Point localization data:
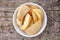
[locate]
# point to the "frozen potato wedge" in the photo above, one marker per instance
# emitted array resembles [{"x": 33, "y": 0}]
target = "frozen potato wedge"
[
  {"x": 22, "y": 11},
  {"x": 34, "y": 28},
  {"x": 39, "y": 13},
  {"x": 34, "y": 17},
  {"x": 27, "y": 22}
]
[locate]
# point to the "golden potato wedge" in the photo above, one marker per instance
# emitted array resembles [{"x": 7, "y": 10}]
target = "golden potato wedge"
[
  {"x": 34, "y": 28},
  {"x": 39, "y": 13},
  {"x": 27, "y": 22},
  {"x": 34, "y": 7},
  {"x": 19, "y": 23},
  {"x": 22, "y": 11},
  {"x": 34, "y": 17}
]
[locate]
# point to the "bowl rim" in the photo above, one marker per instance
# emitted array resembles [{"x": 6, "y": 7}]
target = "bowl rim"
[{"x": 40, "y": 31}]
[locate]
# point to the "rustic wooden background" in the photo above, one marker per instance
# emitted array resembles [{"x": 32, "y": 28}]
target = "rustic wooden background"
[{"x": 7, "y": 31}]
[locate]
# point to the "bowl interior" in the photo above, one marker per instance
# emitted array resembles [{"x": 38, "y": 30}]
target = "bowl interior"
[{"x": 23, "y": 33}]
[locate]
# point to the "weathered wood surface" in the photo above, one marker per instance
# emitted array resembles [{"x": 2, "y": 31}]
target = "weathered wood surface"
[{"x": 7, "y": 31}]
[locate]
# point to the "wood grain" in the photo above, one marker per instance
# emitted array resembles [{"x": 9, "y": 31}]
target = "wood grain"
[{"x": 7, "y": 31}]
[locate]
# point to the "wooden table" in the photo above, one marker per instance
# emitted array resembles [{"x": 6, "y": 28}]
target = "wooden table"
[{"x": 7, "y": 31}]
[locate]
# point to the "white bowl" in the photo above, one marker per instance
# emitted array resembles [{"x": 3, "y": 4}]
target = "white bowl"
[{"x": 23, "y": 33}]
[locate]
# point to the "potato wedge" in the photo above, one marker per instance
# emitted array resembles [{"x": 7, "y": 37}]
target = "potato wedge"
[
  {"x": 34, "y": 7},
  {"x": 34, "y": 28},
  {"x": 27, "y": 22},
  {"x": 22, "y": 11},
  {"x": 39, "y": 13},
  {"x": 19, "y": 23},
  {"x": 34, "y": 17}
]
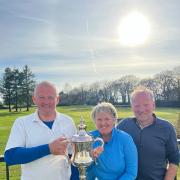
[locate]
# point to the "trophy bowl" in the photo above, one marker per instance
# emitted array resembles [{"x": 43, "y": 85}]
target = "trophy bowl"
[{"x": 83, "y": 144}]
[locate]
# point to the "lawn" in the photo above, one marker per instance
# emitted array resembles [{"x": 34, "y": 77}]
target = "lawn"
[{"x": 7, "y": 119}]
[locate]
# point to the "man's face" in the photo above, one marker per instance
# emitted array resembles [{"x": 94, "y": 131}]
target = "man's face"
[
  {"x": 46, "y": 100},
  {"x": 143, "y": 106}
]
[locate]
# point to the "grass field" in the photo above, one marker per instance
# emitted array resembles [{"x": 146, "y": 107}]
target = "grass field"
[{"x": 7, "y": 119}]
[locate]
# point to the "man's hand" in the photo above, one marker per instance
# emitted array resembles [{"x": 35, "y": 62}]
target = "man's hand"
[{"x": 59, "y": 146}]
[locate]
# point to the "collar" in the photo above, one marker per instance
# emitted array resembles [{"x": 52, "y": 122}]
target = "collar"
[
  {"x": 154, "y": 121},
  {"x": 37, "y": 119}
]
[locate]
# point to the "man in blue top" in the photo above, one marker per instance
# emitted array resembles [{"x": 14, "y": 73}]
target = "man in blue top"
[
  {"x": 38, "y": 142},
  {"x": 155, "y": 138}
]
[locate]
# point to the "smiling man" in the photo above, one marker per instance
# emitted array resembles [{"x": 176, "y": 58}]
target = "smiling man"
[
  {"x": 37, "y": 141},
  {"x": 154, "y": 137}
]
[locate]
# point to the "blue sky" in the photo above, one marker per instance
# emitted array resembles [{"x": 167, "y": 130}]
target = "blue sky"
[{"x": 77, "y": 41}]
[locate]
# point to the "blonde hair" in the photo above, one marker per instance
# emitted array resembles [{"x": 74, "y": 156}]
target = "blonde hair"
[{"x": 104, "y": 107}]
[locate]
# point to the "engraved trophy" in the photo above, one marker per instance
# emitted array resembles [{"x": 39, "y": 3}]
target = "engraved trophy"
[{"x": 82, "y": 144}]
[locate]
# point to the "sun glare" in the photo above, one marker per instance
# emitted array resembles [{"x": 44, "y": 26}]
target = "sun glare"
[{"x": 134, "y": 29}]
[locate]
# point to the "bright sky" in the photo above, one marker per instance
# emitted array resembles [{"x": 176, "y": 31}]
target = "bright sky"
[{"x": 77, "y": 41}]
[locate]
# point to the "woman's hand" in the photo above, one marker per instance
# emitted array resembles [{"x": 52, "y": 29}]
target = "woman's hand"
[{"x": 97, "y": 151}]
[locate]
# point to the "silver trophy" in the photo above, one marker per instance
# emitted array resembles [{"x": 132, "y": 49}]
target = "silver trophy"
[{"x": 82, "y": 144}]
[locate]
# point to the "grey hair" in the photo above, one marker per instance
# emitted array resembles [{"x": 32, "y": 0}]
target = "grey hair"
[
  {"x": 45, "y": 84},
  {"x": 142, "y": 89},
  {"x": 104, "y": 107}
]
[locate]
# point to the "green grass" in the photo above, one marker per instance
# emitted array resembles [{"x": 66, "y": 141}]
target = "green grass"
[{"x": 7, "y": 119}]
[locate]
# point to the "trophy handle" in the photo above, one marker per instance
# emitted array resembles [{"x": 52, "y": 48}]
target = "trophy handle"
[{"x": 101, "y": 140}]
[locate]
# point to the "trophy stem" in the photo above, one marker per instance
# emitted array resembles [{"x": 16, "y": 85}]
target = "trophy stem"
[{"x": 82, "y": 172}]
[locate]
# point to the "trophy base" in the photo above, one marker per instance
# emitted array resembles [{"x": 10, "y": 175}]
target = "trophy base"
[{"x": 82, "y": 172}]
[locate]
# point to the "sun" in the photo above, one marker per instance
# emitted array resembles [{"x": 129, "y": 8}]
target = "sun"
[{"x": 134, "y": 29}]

> PROBLEM DESCRIPTION:
Print the records exactly, every one. Leave out the pictures.

> TASK RESULT:
[locate]
# point to the "frozen potato wedge" in the photo above, one marker per instance
# emitted array resembles [{"x": 33, "y": 0}]
target = "frozen potato wedge"
[
  {"x": 22, "y": 11},
  {"x": 34, "y": 28},
  {"x": 39, "y": 13},
  {"x": 34, "y": 17},
  {"x": 27, "y": 22}
]
[locate]
# point to the "golden potato wedge" in the photo above, one marker per instance
# emitted array resembles [{"x": 7, "y": 10}]
target = "golden potato wedge"
[
  {"x": 34, "y": 28},
  {"x": 39, "y": 13},
  {"x": 27, "y": 22},
  {"x": 34, "y": 7},
  {"x": 19, "y": 23},
  {"x": 22, "y": 11},
  {"x": 34, "y": 17}
]
[locate]
# point to the "bowl rim" in the photo above, one marker per instance
# emitted array resembles [{"x": 6, "y": 7}]
target = "bowl rim"
[{"x": 40, "y": 31}]
[locate]
# point to the "rustic wooden background" in the photo above, one marker per instance
# emitted array resembles [{"x": 32, "y": 28}]
target = "rustic wooden background"
[{"x": 7, "y": 31}]
[locate]
# point to the "bowl interior" in the photo above, one marker per instance
# emitted array resembles [{"x": 38, "y": 30}]
target = "bowl interior"
[{"x": 23, "y": 33}]
[locate]
# point to the "weathered wood surface" in the photo above, one marker per instance
# emitted array resembles [{"x": 2, "y": 31}]
target = "weathered wood surface"
[{"x": 7, "y": 31}]
[locate]
# point to the "wood grain" in the photo above, one marker per instance
# emitted array resembles [{"x": 9, "y": 31}]
target = "wood grain"
[{"x": 7, "y": 31}]
[locate]
# point to the "wooden table" in the photo above, one marker per instance
# emitted array resembles [{"x": 6, "y": 28}]
target = "wooden table"
[{"x": 7, "y": 31}]
[locate]
# point to the "white bowl" in the photo above, one marker per instance
# emitted array resembles [{"x": 3, "y": 4}]
target = "white bowl"
[{"x": 23, "y": 33}]
[locate]
# point to the "potato wedge" in the photo above, one marker per instance
# emitted array resembles [{"x": 7, "y": 37}]
target = "potato wedge"
[
  {"x": 34, "y": 7},
  {"x": 34, "y": 28},
  {"x": 27, "y": 22},
  {"x": 22, "y": 11},
  {"x": 39, "y": 13},
  {"x": 19, "y": 23},
  {"x": 34, "y": 17}
]
[locate]
# point to the "trophy bowl" in the photo above, one marker per instance
# emitted array resembles [{"x": 43, "y": 85}]
target = "trophy bowl"
[{"x": 83, "y": 144}]
[locate]
# point to the "lawn" in the photo above, one marker per instance
# emitted array resembles [{"x": 34, "y": 77}]
target = "lawn"
[{"x": 7, "y": 119}]
[locate]
# point to the "man's face" in the photo above, one marker per instance
# emitted array resembles [{"x": 94, "y": 131}]
target = "man's face"
[
  {"x": 46, "y": 100},
  {"x": 143, "y": 106}
]
[locate]
# point to the "grass field" in the photo above, one marker per instance
# emitted array resembles [{"x": 146, "y": 107}]
target = "grass field"
[{"x": 7, "y": 119}]
[locate]
# point to the "man's hand" in the photo above, one marker per instance
# emitted array resembles [{"x": 35, "y": 62}]
target = "man's hand"
[{"x": 59, "y": 146}]
[locate]
# point to the "collar" in the photo above, one marker per instance
# emitted array resembles [{"x": 52, "y": 122}]
target = "collar"
[
  {"x": 154, "y": 121},
  {"x": 37, "y": 119}
]
[locate]
# point to the "man in blue top" in the photo above, one marker per instance
# emitted array resembles [{"x": 14, "y": 73}]
target = "man in blue top"
[
  {"x": 38, "y": 142},
  {"x": 155, "y": 138}
]
[locate]
# point to the "smiling man" in the photo above, one marker per instance
# emitted array resembles [{"x": 176, "y": 58}]
target = "smiling man"
[
  {"x": 37, "y": 141},
  {"x": 154, "y": 137}
]
[locate]
# point to the "blue sky" in the photo above, one marker per instance
# emitted array resembles [{"x": 167, "y": 130}]
target = "blue sky"
[{"x": 77, "y": 41}]
[locate]
# point to the "blonde hair" in the photo above, one marker per instance
# emitted array resembles [{"x": 74, "y": 156}]
target = "blonde hair"
[{"x": 104, "y": 107}]
[locate]
# point to the "engraved trophy" in the photo above, one marker per instance
# emitted array resembles [{"x": 39, "y": 3}]
target = "engraved trophy"
[{"x": 82, "y": 144}]
[locate]
# point to the "sun glare" in the photo above, one marker per instance
# emitted array resembles [{"x": 44, "y": 26}]
target = "sun glare"
[{"x": 134, "y": 29}]
[locate]
# point to the "bright sky" in the photo above, one marker per instance
# emitted array resembles [{"x": 176, "y": 31}]
target = "bright sky"
[{"x": 77, "y": 41}]
[locate]
# point to the "woman's hand" in the photo above, one marker per instance
# emitted array resembles [{"x": 52, "y": 29}]
target = "woman's hand"
[{"x": 97, "y": 151}]
[locate]
# point to the "silver trophy" in the photo above, one marker per instance
# emitted array resembles [{"x": 132, "y": 49}]
target = "silver trophy"
[{"x": 82, "y": 144}]
[locate]
# point to the "grey hair" in the photo above, one marker per instance
# emitted array resembles [{"x": 32, "y": 0}]
target = "grey hair"
[
  {"x": 45, "y": 84},
  {"x": 142, "y": 89},
  {"x": 104, "y": 107}
]
[locate]
# point to the "green grass" in the photo above, one marker per instance
# emitted array resembles [{"x": 66, "y": 141}]
target = "green grass"
[{"x": 7, "y": 119}]
[locate]
# point to the "trophy handle" in the photo above, one marker per instance
# emitted array resembles [{"x": 52, "y": 48}]
target = "trophy handle"
[{"x": 101, "y": 140}]
[locate]
# point to the "trophy stem" in the photo above, one marker per instance
# emitted array resembles [{"x": 16, "y": 85}]
target = "trophy stem"
[{"x": 82, "y": 172}]
[locate]
# point to the "trophy base" in the photo above, one marker per instance
# emitted array resembles [{"x": 10, "y": 175}]
target = "trophy base"
[{"x": 82, "y": 172}]
[locate]
# point to the "sun" in the photo above, one marker per instance
# emitted array resembles [{"x": 129, "y": 8}]
target = "sun"
[{"x": 134, "y": 29}]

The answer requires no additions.